### Document section:

------------------------------

Lately I’ve been writing and throwing out too many half completed songs. A kind of writer’s block I couldn’t break through. So I asked myself, self, what are you trying to express here? Well, I answered myself, there’s all this strife and disaster and forboding in the world and there’s got to be a story-telling way to express that, to open people’s eyes to what’s going on. But when I tried, songs ended up sounding too serious, preachy or pedantic.
Also, my perspective has shifted, my sense of time, identity and mortality expanding geologically, evolutionarily. So often when I look at the human experience now I see a too clever, frustrated, chattering hairless ape, whose capacity to destroy has exceeded its ability to understand itself. An evolutionary experiment on the edge of failing. And probably good riddance for the rest of the planet.
How do you express the absurdity of the big brained bipedal ape mindlessly bent on destroying itself and a good part of the world with it?
You express it in a song with humor, craziness, a measure of sonic joy and a Strangelovian dose of its own absurdity. And so was born All Purpose Survival Cracker.

------------------------------

### Stored data:
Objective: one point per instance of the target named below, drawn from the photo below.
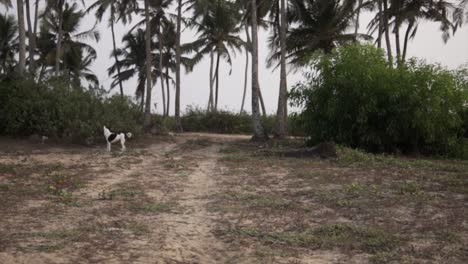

------------------------------

### What to work on:
1. Quote the songwriting passage word for word, starting at "You express it" and ending at "Purpose Survival Cracker.".
2. Pick up the passage about writing the song All Purpose Survival Cracker after its final sentence and keep it going.

### Task-by-task results:
1.
You express it in a song with humor, craziness, a measure of sonic joy and a Strangelovian dose of its own absurdity. And so was born All Purpose Survival Cracker.

2.
I knew that was a good song title when I read how the U.S. government developed nuclear war survival food back in the early Cold War years. I remembered my innocent confusion as a Cub Scout passing out civil defense nuclear war survival pamphlets to our neighbors in the aftermath of the Cuban missile crisis. They explained how to survive an atomic bomb attack. How to build your very own atom bomb shelter. What to expect when you emerged from your miraculously effective survival structure. Of course, you must have something to eat. Survival cracker, emergency biscuit, carbohydrate supplement…and don’t overlook the prime protein source of America’s pet population.
The absurdities stacked one on another like tins of bulgur wheat biscuits in a 60s bomb shelter. Then a riff emerged, and slanty lyrics that were fun to write, and a silly sing-a-long refrain.
It’s called All Purpose Survival Cracker. Sometimes we have to laugh through the tears, dance through the madness, turn the amps to 11 and sing-shout to the world: “Give me the biscuit!”
I love that you took a serious subject and made it rock!